■ Exercise instructions ■
Reproduce every one of the rows below word for word, without changing anything.

********************

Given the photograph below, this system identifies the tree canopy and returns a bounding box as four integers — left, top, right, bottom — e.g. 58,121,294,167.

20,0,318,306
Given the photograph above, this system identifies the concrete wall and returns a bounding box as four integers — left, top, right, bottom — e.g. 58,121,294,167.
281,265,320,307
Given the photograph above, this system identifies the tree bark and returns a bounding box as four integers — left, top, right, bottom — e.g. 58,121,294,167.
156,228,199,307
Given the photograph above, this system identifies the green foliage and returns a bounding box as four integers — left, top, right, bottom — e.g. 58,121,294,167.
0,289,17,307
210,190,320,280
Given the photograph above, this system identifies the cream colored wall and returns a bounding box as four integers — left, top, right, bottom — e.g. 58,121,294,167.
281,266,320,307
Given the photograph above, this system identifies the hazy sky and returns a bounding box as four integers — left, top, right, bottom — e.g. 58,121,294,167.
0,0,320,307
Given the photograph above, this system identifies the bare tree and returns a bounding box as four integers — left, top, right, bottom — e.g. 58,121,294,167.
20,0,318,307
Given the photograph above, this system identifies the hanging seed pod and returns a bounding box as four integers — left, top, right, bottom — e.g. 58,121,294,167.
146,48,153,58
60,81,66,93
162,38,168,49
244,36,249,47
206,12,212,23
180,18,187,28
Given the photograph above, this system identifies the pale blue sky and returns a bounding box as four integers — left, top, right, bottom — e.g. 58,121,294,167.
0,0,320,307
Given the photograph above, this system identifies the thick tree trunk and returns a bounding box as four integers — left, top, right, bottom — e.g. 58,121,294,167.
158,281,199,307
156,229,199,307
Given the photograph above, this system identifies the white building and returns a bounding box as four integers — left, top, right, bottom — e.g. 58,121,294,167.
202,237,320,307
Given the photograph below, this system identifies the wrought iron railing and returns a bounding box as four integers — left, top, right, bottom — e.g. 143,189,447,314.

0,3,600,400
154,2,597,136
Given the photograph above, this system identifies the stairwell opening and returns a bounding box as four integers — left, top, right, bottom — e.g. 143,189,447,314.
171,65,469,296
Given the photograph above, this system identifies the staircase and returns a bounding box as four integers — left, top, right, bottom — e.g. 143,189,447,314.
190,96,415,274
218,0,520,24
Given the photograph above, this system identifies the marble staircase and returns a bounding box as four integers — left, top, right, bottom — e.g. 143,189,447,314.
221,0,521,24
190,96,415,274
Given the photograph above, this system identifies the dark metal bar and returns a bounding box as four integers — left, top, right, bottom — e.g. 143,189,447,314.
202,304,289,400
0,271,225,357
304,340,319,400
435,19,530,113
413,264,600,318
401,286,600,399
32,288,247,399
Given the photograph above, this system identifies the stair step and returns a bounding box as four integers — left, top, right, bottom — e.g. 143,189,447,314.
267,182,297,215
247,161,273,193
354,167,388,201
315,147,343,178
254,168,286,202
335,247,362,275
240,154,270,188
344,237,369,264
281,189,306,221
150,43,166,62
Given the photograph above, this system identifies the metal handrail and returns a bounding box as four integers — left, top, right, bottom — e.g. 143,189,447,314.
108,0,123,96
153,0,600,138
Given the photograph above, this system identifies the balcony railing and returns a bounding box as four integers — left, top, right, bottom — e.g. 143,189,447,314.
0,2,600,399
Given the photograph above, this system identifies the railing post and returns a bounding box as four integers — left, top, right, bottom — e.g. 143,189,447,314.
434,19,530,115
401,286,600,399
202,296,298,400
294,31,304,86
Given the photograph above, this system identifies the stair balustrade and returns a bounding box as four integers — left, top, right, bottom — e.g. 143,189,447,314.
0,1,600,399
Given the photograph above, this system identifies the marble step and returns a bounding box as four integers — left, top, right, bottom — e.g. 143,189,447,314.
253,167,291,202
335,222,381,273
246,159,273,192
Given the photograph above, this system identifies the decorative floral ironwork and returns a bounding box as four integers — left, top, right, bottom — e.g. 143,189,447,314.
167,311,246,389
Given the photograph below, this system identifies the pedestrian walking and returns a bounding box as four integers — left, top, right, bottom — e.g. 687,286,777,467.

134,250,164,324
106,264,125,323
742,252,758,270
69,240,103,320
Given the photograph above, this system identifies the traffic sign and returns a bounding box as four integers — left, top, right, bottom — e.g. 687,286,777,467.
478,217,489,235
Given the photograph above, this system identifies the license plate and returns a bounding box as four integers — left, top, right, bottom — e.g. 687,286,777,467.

********************

■ Finished exercise ■
Given the photograph below, this system identifies the tree canopy and returns a bounding box as four integers — left, top, right, bottom — e.g. 58,121,294,167.

20,0,318,306
Given the photograph above, this system identifies the concrete wall and returns a bounding box as four integers — left, top, right, bottom — e.g. 58,121,294,167.
281,265,320,307
Given the photograph above, this system identifies the tree bark and returns a bounding box as four integers — left, top, right, bottom — e.g. 58,121,294,167.
156,228,199,307
Given the photograph above, this system identifies the green foliage and returns a bounding box as four integers — left, top, right, bottom — e.g. 58,121,294,167.
0,289,17,307
210,190,320,280
Given the photograph above, this system identifies the cream colored wall and returns a bounding box as four integers — left, top, right, bottom — e.g. 58,121,294,167.
281,266,320,307
Given the photograph above, this system identifies the hazy sky and returns a bounding box as four integers — left, top, right, bottom — e.g. 58,121,294,167.
0,0,320,307
Given the photograph above, this system identifies the bare tree and returns a bounding box as four integers — left, top, right, bottom — e.g. 58,121,294,167.
20,0,318,307
Given the photograph above, this system identifies the hanging seed pod and returns a bounding box as four integers — left, top, right, bottom — e.g. 58,121,294,167.
146,48,153,58
60,81,66,93
162,38,168,49
244,36,249,47
206,12,212,23
180,18,187,28
Given the photograph above, this system identifies the pale blue sky and returns a bounding box as four integers — left, top, right, bottom — e.g. 58,121,294,167.
0,0,320,307
Given the photograph above, this system identifies the thick tree trunk and returns a bounding box as four integers — left, top, right, bottom — e.g. 58,121,294,167.
158,281,199,307
156,229,199,307
Given the photograph above, this system identifies the white building and returns a bounding box as four integers — left, top, right, bottom — e.g. 58,121,294,167.
202,237,320,307
Given the photograph below, this system identifies the wrought iron railing and returns a bounding box as four integers — left, top, right, bottom — e.g. 143,189,447,314.

0,3,600,400
154,2,597,136
Given the photograph above, this system identifies the stairwell opening and returns a bounding box as four integers — left, top, right, bottom — e.g. 143,189,447,314.
171,65,469,296
Given the photograph above, this system identifies the staircase and returns a bounding box as four integers — left, top, right, bottom — e.g. 143,189,447,314.
190,96,415,274
218,0,520,24
Given the photograph above, this system identifies the marble staircase and returns a bounding box as four integers — left, top, right, bottom — e.g. 143,189,447,314.
221,0,521,24
190,96,415,274
Given the photograph above, this system identifies the dark metal bar and returns a bounding box as four integers — left, top, right, bottom — e.g. 143,189,447,314.
202,304,289,400
0,271,225,357
304,340,319,400
435,19,530,113
413,264,600,318
401,286,600,399
32,288,247,399
Given the photograph above, this system identifies the stair step and returns a bounding box as four integers — left, top, right, bottom — e.g. 143,189,447,314.
267,182,297,215
247,161,273,193
354,167,388,201
315,147,343,178
254,168,286,202
335,247,362,275
240,154,270,188
344,237,369,264
281,189,306,221
150,43,166,62
Given the photograph above, this system identifies the metal handrail and returns a bounding box as four integers — left, top, right, bottom — e.g. 143,189,447,314.
108,0,123,96
153,0,600,138
Given the photograph above, this system identifies the balcony railing and returns a bounding box as four integers — left, top, right, bottom — e.g. 143,189,447,314.
0,2,600,399
Given the photograph above, this system identifies the railing post and returns a bounding box as four integers — left, top, right, bottom — e.g. 143,189,447,314.
434,19,530,115
401,286,600,399
202,296,298,400
294,31,304,86
Given the photograph above, this system identifies the stair balustrade and returns a bounding box as four integers — left, top, right, bottom — e.g. 143,189,447,314.
0,1,600,399
Given the photograph above, this system identifies the marble step and returns a bounding box as four integers — left, top, right, bottom — e.g. 143,189,447,314.
253,167,291,202
335,222,381,273
246,159,273,192
Given the photograph above, this system identifies the decorative floral ironwork and returns a bounding box as four integers — left, top, right, bottom — e.g. 143,189,447,314.
167,311,246,389
Given the photograph below, this system identifies the pedestrian walking and returns a bounding box as four integers — left, top, right, bottom — e.g. 687,286,777,467.

134,250,164,324
106,264,125,323
742,252,758,270
69,240,103,320
Given the photograph above, this system identifies the traffic sign and returns a bounding box as four integers — left, top, right, bottom — e.g. 687,286,777,467.
478,217,489,235
Given the photograph above, this system identifies the license plate and returns a bounding box as four integers — left, top, right, bottom — e.g. 687,286,777,467.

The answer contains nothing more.